— BEGIN —

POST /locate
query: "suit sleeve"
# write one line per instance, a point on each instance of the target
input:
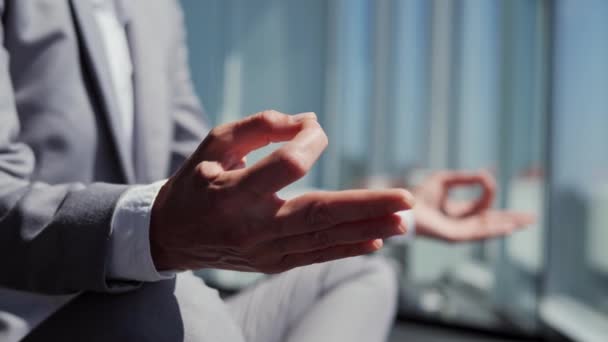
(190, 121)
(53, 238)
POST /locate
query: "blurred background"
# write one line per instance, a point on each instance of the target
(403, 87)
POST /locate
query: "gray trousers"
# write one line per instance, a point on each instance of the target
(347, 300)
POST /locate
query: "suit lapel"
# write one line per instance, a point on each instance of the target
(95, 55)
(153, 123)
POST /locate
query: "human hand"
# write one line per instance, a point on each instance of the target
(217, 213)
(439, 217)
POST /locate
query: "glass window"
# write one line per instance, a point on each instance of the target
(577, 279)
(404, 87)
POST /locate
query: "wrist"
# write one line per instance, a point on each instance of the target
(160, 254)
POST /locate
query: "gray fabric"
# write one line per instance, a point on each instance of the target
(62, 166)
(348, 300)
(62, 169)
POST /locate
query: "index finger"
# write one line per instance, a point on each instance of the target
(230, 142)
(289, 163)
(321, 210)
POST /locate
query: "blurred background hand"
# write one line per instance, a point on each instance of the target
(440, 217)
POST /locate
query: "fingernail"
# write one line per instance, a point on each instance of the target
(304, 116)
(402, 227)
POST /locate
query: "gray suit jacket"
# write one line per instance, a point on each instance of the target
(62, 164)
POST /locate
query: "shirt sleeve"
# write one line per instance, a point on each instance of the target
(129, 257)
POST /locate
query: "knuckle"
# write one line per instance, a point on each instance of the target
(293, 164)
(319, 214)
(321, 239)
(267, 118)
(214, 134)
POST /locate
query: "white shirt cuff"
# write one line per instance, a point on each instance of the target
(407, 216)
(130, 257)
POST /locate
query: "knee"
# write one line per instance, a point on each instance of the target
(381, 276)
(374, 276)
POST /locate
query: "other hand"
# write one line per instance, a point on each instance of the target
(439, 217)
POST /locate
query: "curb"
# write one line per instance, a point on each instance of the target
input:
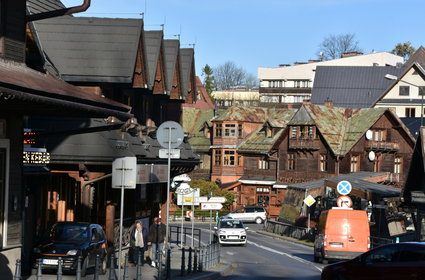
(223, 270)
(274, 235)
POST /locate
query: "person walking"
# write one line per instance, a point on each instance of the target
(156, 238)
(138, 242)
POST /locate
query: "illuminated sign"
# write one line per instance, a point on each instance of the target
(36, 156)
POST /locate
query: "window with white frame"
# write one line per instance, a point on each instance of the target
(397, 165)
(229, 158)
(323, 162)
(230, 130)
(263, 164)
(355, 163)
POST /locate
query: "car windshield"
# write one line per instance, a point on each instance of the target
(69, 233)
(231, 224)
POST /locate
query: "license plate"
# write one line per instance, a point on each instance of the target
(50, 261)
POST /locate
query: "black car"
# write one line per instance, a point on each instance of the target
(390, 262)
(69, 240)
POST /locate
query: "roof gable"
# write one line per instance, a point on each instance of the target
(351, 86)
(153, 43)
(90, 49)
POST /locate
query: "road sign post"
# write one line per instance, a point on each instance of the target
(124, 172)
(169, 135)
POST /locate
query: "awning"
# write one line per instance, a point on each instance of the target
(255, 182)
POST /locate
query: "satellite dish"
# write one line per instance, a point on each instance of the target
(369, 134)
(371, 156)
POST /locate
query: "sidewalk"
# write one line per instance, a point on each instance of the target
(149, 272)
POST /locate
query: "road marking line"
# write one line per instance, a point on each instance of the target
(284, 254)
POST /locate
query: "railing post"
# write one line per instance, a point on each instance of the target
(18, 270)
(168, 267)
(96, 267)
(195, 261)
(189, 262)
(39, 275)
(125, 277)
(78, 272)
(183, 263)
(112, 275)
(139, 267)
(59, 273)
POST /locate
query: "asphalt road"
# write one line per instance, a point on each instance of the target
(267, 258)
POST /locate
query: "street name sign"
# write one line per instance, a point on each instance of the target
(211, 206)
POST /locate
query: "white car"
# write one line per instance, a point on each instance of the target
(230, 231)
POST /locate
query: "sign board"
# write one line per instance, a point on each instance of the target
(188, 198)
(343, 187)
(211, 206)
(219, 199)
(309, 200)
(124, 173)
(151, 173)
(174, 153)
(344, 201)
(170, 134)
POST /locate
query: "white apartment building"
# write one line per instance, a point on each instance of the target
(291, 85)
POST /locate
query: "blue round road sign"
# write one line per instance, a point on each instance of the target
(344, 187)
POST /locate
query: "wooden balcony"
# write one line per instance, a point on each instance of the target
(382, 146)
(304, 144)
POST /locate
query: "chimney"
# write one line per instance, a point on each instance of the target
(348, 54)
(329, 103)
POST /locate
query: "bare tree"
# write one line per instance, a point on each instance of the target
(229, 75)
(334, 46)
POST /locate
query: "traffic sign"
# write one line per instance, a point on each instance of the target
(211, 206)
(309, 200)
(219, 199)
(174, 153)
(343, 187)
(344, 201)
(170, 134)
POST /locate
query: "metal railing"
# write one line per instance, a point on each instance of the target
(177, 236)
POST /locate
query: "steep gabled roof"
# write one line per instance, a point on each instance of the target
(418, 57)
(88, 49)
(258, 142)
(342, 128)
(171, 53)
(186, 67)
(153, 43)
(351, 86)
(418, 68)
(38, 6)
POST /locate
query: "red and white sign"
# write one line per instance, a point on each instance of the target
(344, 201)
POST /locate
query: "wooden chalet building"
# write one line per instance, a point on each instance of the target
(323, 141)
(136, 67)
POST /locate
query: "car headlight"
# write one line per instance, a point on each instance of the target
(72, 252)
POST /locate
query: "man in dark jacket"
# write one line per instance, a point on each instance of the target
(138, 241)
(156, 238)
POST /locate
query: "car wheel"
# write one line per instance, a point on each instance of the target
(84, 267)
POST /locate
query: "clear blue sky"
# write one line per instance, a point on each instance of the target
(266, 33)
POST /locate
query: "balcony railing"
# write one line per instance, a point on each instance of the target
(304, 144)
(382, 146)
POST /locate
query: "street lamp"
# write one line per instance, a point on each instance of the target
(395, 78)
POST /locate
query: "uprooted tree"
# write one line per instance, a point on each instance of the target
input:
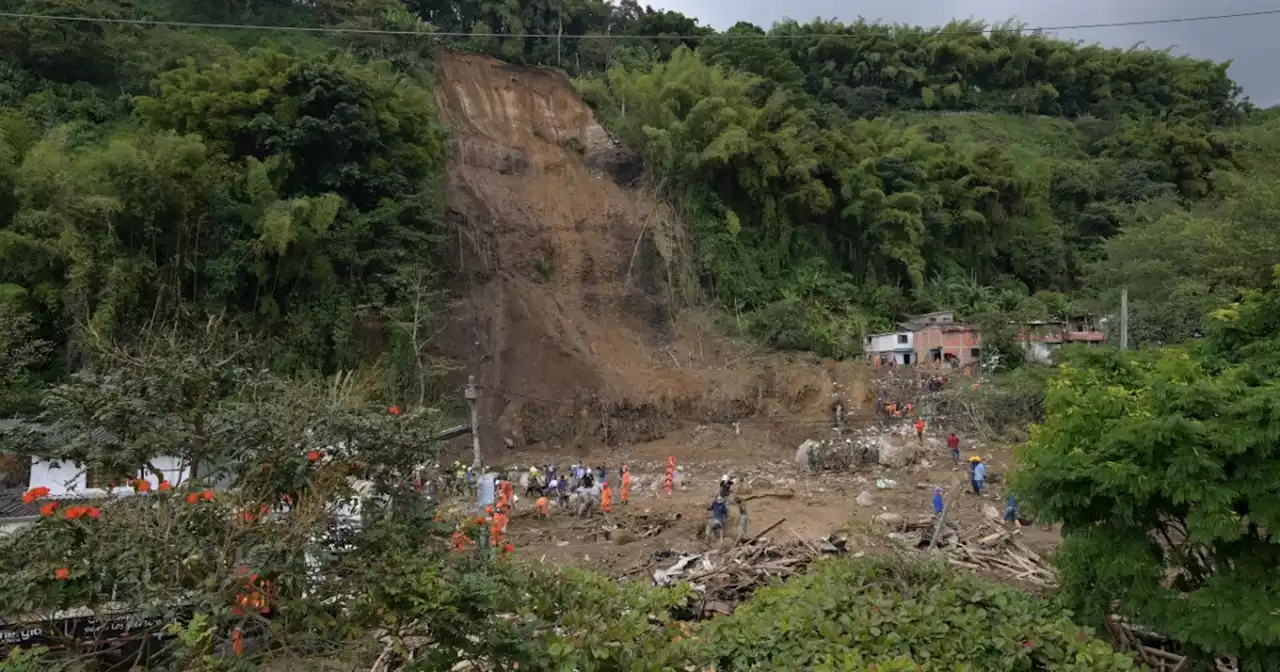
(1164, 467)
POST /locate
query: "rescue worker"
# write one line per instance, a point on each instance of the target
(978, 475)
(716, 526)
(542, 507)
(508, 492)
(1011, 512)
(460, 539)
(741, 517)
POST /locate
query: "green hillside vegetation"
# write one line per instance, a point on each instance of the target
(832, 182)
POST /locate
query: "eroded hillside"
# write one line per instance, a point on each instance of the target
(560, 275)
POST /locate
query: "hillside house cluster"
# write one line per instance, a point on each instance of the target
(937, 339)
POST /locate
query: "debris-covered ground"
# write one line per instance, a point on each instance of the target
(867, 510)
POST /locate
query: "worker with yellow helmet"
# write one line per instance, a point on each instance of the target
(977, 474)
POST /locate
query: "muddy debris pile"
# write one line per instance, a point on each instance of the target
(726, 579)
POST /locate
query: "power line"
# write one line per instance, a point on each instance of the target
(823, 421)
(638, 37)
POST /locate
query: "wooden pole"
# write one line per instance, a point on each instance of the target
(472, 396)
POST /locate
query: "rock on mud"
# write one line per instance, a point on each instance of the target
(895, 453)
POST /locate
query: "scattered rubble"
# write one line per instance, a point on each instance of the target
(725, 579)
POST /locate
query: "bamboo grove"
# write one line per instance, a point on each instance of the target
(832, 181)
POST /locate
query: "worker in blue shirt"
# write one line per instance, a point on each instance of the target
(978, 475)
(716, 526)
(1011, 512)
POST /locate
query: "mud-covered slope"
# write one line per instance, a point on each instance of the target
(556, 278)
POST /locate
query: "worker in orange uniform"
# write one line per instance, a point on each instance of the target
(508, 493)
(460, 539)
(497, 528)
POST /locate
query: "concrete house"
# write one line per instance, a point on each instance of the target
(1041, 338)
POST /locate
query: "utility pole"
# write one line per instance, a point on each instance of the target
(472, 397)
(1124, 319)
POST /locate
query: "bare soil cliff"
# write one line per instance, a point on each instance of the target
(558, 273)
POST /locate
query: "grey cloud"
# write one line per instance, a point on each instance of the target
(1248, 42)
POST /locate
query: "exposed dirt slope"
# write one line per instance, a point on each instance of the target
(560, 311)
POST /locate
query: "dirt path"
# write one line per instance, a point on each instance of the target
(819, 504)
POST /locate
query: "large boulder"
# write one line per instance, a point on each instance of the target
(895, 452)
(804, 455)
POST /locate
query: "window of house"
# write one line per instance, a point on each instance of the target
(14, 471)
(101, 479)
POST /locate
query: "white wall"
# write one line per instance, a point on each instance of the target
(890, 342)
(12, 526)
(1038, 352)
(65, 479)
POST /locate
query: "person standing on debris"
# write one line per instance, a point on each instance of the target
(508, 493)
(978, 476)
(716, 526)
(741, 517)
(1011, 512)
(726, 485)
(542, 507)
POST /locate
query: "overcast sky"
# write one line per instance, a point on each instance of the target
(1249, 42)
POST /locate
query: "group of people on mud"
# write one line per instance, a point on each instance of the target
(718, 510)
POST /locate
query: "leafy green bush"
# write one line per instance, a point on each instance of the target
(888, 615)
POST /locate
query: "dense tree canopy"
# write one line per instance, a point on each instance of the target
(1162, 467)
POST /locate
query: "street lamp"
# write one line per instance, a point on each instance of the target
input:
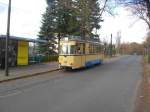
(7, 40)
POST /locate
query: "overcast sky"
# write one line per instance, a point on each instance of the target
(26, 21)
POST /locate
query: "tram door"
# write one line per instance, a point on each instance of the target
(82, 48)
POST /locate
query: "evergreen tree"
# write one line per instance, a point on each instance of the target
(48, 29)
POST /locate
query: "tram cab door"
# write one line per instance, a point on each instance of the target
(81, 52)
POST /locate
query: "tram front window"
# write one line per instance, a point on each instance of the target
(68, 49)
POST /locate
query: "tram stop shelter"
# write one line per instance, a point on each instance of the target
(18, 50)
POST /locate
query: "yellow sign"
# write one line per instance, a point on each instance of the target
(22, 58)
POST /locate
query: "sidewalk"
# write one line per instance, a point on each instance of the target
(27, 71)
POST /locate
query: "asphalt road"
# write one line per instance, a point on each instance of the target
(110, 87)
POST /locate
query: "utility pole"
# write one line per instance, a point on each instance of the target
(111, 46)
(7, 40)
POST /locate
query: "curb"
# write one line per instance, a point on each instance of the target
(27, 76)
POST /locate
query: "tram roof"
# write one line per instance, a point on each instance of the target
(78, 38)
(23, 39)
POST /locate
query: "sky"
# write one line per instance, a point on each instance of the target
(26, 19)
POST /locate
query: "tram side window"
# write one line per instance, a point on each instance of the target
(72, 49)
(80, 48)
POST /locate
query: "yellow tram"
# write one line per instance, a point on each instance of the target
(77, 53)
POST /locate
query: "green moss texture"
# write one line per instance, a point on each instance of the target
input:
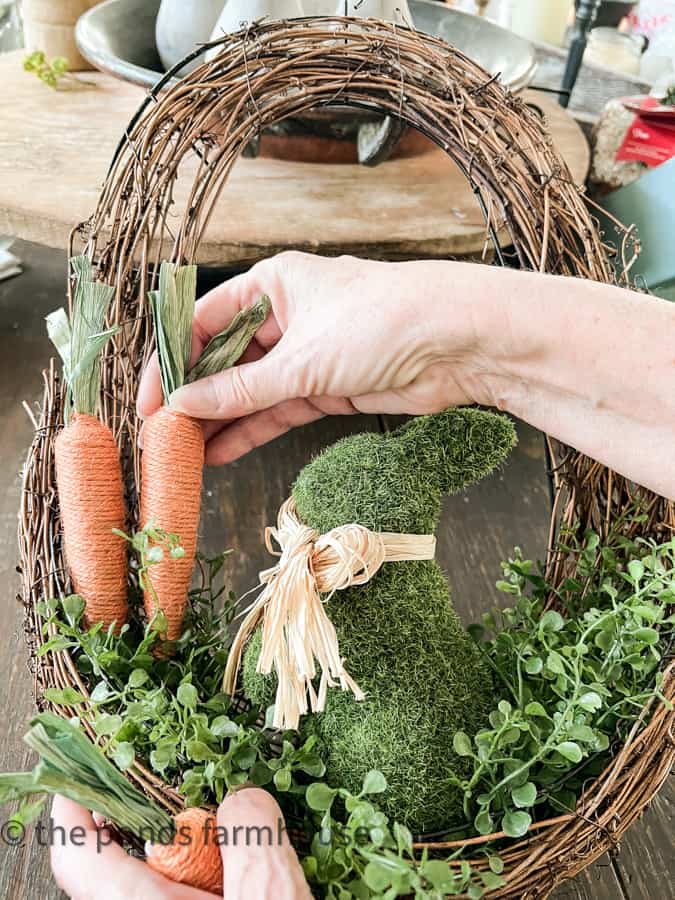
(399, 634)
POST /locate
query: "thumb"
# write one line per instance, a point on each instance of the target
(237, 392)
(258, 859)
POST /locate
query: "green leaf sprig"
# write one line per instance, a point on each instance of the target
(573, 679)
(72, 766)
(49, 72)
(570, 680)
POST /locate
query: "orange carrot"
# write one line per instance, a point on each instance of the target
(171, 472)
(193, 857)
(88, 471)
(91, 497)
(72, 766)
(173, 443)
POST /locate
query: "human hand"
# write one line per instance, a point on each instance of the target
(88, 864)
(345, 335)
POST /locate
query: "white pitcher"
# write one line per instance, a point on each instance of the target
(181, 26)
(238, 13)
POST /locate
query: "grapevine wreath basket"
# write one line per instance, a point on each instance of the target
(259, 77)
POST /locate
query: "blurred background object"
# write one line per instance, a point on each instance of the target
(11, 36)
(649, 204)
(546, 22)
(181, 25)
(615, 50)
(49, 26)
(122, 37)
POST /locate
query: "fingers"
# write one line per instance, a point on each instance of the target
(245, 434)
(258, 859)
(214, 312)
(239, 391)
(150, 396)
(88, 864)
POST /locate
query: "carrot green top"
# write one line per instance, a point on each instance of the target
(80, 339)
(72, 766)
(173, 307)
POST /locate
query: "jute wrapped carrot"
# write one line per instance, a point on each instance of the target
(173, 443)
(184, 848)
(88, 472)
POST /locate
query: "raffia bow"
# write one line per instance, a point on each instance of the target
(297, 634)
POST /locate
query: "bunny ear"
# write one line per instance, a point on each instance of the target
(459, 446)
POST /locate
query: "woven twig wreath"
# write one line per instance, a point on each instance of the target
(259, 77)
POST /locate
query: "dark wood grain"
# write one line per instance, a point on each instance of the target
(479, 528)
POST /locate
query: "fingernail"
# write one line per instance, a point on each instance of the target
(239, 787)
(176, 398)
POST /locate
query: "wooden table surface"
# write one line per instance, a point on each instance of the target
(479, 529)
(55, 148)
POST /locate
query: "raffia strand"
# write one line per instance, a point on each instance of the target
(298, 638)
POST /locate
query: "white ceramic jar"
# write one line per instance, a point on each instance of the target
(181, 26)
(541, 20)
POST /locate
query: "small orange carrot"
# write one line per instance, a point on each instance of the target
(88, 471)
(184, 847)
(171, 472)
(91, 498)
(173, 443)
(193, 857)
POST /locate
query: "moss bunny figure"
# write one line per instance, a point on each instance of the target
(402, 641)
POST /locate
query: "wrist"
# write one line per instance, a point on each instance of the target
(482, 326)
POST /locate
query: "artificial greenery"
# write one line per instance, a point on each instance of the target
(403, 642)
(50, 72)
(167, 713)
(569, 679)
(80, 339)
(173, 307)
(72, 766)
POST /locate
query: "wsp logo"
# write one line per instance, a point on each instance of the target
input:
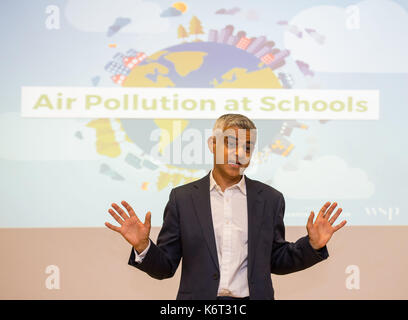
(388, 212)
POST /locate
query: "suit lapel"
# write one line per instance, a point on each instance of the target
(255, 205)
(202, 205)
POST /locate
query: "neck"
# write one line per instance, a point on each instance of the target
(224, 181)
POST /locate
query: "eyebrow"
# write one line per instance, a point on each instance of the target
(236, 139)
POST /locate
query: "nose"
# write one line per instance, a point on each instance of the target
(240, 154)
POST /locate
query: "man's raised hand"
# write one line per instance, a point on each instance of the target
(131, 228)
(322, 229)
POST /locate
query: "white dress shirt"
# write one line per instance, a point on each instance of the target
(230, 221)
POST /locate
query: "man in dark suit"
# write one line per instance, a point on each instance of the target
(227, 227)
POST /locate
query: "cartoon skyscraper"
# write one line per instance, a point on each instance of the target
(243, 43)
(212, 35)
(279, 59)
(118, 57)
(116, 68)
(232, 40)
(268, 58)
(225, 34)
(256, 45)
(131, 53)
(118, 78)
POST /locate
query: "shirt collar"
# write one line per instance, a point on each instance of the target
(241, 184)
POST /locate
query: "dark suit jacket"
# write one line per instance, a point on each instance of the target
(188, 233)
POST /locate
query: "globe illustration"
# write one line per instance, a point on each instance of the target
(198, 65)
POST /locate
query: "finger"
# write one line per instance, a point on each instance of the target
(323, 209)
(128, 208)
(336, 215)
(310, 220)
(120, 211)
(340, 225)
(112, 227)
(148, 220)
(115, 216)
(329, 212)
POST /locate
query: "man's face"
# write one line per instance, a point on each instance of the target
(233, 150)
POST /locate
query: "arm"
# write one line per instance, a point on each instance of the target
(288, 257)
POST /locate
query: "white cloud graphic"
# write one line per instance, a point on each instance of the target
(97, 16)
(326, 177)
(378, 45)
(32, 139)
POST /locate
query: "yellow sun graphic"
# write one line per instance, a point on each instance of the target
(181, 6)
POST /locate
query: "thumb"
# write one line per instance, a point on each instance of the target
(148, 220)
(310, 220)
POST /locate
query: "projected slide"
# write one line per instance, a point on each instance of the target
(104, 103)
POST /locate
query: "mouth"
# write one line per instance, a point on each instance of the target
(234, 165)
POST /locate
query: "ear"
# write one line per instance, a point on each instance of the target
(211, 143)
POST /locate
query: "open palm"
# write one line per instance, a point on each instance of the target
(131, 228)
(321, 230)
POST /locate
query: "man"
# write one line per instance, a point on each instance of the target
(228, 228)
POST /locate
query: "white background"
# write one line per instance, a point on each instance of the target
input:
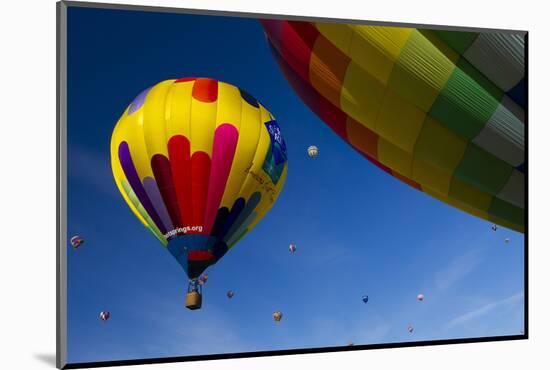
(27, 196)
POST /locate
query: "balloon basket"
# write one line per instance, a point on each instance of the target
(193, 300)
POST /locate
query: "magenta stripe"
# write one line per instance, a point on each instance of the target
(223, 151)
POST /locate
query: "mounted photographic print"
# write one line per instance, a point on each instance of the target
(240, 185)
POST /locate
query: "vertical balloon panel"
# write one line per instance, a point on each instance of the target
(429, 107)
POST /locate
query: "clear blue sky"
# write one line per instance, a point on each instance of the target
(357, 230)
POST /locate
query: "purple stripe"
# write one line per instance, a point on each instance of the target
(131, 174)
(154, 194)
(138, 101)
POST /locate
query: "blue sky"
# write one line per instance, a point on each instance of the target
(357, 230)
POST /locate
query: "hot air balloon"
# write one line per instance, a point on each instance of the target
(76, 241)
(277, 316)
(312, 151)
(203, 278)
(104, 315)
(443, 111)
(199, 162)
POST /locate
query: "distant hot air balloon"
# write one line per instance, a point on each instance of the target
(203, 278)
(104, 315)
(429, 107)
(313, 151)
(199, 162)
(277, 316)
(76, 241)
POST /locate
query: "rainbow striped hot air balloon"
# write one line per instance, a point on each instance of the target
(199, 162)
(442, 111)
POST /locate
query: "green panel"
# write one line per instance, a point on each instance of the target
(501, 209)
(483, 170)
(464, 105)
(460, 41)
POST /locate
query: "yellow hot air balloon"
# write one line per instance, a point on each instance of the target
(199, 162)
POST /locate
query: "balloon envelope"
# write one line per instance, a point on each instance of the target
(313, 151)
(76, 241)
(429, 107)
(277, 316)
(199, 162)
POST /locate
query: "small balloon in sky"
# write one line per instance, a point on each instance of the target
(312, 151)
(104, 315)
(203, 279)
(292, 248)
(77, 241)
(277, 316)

— END —

(THE REQUEST)
Gather every line from the entries that contains the word "roof".

(RESULT OF THE EXERCISE)
query: "roof gable"
query: "steep gabled roof"
query: "tram roof"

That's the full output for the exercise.